• DIRECTIONS FOR THIS TASK
Count the lines below with the string "tags" in them. Only the number should be given.
Segment Start: DATA IN THIS EXERCISE
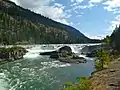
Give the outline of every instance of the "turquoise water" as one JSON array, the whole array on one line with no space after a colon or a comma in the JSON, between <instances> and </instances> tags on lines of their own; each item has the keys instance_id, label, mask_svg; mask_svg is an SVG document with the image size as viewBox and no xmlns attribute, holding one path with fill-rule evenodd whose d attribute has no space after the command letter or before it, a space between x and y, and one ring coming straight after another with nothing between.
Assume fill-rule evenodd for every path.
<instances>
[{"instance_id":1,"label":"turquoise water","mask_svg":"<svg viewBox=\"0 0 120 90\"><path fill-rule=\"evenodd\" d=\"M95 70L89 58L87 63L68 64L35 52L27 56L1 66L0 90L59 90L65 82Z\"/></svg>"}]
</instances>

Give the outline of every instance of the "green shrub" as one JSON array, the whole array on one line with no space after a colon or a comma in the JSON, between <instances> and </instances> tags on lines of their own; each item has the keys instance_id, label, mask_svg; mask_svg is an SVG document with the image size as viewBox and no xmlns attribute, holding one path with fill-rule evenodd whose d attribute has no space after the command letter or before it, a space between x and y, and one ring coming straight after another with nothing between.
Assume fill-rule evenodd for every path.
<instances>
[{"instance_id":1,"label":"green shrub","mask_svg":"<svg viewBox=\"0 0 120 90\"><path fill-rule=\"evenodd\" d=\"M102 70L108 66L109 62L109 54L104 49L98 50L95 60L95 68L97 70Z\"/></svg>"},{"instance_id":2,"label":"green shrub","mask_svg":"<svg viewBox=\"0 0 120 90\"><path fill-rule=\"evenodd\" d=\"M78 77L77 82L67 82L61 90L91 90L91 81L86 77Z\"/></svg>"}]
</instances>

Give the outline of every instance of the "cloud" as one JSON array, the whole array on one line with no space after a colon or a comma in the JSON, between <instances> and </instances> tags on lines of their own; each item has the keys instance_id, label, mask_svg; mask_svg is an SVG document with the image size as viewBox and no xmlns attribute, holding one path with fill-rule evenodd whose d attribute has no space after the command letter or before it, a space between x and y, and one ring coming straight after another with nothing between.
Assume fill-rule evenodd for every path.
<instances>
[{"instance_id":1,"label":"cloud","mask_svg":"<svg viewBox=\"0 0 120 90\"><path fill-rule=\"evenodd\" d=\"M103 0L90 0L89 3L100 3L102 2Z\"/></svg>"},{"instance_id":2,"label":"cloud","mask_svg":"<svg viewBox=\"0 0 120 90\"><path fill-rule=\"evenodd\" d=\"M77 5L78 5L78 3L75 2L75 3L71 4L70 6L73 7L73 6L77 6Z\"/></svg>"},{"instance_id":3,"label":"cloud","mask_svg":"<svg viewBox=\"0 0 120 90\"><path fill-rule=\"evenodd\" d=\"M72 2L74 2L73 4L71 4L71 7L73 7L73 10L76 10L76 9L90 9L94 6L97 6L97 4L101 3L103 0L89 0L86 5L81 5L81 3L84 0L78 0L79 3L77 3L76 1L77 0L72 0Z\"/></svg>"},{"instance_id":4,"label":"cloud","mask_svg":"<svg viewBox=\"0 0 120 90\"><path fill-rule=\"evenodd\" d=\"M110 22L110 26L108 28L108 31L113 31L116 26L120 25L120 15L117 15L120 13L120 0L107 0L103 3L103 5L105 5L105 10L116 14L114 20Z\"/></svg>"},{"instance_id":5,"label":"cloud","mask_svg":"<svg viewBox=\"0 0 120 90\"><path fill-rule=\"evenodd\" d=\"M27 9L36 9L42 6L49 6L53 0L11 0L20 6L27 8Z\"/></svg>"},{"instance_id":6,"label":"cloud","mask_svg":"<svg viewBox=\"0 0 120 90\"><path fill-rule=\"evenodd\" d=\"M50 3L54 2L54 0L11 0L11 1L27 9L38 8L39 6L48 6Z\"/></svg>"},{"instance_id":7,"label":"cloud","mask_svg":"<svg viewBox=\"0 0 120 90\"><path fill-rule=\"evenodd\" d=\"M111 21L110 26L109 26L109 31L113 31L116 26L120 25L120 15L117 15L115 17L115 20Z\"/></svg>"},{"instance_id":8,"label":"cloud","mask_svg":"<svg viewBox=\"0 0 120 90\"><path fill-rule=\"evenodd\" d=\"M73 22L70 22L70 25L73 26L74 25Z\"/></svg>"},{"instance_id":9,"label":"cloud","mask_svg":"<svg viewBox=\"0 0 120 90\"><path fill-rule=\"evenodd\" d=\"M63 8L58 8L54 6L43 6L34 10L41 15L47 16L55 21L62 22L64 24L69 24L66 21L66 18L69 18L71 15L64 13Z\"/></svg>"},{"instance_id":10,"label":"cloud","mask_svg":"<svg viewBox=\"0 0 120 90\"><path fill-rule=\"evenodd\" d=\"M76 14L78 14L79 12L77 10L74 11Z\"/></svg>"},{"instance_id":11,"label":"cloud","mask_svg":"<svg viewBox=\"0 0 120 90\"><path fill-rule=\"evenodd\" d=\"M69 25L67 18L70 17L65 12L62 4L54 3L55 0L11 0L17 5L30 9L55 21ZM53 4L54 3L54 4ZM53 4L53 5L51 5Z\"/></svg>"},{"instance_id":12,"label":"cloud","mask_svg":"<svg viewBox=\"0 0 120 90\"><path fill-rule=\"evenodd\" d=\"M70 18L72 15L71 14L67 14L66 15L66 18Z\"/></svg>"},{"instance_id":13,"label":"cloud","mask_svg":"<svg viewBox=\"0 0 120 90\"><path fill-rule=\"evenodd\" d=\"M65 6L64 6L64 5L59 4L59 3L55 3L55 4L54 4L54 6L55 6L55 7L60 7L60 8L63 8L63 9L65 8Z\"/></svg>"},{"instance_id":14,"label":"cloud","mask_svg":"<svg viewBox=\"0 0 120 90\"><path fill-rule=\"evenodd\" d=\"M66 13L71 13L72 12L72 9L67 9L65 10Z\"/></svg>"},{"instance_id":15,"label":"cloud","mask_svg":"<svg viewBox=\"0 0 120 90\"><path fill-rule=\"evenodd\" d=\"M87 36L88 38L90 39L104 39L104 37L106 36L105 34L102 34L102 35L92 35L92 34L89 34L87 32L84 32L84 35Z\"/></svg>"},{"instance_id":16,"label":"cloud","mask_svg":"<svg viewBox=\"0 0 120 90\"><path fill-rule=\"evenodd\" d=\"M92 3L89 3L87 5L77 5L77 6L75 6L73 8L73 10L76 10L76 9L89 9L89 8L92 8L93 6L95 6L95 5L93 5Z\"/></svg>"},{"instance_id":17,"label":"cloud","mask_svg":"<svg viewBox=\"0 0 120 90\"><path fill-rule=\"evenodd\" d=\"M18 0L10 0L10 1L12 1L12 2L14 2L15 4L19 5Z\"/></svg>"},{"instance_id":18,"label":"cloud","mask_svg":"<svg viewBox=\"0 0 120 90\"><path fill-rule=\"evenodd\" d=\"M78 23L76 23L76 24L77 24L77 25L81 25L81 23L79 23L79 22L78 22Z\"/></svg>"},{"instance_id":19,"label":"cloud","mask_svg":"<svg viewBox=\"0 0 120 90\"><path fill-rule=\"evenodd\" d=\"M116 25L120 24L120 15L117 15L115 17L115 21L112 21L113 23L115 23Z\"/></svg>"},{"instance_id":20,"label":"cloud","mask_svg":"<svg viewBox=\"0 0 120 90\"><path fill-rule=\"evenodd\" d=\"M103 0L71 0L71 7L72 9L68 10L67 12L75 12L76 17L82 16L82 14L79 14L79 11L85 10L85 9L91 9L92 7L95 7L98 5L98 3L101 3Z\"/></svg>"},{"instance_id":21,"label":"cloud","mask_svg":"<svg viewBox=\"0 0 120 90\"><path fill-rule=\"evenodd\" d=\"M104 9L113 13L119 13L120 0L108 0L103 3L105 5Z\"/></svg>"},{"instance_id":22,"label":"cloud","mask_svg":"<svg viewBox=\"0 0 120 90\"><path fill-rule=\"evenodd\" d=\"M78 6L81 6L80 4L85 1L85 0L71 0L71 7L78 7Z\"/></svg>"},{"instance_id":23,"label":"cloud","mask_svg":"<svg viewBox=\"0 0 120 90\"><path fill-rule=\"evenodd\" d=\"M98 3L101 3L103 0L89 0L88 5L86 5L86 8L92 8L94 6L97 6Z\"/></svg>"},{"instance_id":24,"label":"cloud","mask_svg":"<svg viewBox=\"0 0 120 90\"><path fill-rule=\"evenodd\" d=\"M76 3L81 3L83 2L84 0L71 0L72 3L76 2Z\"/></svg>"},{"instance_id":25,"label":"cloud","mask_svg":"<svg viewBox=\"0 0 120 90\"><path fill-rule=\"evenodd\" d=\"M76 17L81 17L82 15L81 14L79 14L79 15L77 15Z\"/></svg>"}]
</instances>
Segment End: DATA IN THIS EXERCISE
• REPLY
3